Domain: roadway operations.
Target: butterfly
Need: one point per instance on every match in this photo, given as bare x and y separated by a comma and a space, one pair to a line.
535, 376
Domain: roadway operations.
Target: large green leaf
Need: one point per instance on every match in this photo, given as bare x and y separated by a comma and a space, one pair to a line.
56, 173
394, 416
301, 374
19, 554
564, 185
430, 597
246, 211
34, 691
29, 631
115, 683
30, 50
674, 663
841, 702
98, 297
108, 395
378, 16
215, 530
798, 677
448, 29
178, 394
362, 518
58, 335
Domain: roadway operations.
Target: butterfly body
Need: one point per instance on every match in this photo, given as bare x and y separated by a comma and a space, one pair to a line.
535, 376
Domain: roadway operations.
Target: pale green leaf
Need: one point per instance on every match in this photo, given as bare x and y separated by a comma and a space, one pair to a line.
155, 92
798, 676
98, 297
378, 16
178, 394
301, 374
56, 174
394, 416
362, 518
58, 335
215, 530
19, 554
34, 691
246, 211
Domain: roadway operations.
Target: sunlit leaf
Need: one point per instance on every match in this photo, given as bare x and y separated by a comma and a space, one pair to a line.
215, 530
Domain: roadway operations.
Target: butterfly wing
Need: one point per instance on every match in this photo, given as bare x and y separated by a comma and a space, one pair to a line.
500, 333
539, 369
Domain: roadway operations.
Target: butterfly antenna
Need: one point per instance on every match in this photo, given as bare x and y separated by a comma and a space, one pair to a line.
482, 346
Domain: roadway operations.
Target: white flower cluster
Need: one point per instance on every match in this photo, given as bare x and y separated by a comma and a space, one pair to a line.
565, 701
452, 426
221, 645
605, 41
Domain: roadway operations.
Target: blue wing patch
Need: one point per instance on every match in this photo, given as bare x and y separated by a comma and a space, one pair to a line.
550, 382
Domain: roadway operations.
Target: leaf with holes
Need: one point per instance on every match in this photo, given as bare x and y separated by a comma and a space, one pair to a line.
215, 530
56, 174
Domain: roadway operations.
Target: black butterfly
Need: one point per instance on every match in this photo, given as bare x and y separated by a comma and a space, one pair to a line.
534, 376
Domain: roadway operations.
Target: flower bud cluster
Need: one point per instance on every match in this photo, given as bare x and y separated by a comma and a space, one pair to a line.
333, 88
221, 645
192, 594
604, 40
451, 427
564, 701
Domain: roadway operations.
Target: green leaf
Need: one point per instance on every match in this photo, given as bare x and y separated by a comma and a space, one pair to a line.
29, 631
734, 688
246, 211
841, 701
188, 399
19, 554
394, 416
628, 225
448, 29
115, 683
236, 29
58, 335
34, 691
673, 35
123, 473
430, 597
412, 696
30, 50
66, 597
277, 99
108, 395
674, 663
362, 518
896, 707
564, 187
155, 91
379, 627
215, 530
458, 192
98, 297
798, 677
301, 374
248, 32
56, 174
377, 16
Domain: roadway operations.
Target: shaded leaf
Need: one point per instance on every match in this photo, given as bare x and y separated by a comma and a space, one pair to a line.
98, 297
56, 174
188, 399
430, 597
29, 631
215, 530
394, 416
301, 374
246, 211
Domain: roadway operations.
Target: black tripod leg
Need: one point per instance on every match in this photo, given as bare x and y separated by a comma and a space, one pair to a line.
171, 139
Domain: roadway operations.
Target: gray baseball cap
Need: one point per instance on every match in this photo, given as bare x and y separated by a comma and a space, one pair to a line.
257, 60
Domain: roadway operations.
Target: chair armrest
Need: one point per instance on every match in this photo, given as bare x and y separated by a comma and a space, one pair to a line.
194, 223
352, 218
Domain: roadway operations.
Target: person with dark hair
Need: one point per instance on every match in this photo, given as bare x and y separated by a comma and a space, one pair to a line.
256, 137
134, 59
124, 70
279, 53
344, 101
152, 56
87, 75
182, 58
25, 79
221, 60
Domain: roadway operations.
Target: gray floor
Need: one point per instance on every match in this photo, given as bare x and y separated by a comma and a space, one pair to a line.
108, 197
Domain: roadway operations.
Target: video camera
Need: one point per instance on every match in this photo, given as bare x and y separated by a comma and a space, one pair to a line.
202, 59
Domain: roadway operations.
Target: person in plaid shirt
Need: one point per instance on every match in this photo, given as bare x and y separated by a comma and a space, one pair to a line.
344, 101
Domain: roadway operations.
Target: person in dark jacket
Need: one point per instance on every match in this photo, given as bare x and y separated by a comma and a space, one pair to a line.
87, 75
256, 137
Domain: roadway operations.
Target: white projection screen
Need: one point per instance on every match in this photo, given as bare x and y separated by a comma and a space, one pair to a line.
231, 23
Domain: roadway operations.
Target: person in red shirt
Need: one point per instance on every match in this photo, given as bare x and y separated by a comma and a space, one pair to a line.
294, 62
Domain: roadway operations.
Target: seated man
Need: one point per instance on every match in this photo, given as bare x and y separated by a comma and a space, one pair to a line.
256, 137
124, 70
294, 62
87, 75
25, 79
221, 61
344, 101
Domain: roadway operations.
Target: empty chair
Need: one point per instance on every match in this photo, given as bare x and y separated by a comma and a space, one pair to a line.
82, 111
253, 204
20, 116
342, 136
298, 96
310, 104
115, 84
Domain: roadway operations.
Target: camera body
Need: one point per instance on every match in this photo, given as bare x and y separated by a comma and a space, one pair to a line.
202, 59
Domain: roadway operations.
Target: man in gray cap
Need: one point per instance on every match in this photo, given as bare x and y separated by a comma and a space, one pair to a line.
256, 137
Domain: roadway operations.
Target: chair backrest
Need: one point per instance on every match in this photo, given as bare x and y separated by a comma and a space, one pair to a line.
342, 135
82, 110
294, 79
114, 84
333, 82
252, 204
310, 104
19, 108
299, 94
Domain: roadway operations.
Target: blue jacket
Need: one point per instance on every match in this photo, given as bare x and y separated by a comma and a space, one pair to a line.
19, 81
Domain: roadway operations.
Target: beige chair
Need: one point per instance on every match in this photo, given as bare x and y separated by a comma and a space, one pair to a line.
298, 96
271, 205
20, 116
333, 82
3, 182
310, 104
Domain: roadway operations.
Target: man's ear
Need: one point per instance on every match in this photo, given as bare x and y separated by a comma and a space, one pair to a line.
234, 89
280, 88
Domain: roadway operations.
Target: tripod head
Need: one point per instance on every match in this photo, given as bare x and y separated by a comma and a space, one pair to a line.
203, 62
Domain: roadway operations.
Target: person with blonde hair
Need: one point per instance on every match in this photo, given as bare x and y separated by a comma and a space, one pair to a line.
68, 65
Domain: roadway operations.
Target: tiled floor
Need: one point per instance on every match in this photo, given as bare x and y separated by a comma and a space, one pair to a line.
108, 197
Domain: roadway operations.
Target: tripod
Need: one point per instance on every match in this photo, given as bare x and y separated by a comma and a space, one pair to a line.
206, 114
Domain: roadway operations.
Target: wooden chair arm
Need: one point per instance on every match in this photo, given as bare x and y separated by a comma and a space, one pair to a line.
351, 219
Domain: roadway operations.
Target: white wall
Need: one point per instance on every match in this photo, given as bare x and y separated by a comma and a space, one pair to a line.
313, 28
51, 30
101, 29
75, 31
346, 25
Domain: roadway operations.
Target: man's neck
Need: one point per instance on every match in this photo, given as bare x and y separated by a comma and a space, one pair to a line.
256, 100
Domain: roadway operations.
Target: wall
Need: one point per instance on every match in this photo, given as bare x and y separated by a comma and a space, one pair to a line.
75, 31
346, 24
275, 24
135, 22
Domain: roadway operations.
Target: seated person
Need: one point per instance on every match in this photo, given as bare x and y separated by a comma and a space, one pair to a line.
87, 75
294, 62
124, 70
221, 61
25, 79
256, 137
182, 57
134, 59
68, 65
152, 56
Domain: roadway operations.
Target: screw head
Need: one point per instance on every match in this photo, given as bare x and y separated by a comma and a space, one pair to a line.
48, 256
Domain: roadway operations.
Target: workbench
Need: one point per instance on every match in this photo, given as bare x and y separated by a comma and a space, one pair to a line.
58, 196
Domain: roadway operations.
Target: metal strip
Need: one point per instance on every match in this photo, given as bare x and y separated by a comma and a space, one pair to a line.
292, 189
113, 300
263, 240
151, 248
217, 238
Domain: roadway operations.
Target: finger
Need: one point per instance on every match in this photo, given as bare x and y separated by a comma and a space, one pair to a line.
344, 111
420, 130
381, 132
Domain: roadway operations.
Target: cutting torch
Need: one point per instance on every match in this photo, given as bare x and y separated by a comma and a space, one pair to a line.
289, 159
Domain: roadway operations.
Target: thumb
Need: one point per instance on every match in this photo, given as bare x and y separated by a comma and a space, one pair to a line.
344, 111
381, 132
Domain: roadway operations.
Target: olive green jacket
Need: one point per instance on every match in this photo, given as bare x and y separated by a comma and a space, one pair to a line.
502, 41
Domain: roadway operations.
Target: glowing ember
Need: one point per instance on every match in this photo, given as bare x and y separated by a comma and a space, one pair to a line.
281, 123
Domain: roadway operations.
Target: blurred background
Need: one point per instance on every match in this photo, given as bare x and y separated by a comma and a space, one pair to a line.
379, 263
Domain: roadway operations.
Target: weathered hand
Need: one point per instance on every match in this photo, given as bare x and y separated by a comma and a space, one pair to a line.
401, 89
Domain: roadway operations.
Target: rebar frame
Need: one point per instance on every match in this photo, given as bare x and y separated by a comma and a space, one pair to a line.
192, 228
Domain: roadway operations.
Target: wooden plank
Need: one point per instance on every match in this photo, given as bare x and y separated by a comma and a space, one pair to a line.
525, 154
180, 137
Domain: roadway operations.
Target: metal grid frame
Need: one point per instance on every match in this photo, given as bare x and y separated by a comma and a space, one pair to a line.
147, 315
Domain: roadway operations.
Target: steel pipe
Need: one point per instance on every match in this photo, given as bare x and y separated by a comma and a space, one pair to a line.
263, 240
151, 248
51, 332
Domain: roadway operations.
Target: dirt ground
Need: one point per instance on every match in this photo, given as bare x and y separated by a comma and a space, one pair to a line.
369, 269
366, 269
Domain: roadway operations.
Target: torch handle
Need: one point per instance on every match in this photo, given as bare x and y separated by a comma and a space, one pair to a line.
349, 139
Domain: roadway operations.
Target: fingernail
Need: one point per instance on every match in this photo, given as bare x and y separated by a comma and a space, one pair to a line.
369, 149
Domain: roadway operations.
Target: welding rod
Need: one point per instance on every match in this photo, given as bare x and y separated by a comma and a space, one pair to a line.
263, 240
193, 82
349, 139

Task statement:
Report every line of the records that contains the string "gray".

Output:
Target: gray baseball cap
Target: gray floor
Target: man in gray cap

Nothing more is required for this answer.